• Required work
Each record is to be printed exactly as given, down to the last mark.
○ ○ ○ ○ ○ ○ ○
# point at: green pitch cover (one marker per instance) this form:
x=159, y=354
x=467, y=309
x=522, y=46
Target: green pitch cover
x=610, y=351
○ ○ ○ ○ ○ ○ ○
• Written solution
# point at: green pitch cover (one marker per instance) this form:
x=159, y=354
x=467, y=309
x=522, y=46
Target: green pitch cover
x=610, y=351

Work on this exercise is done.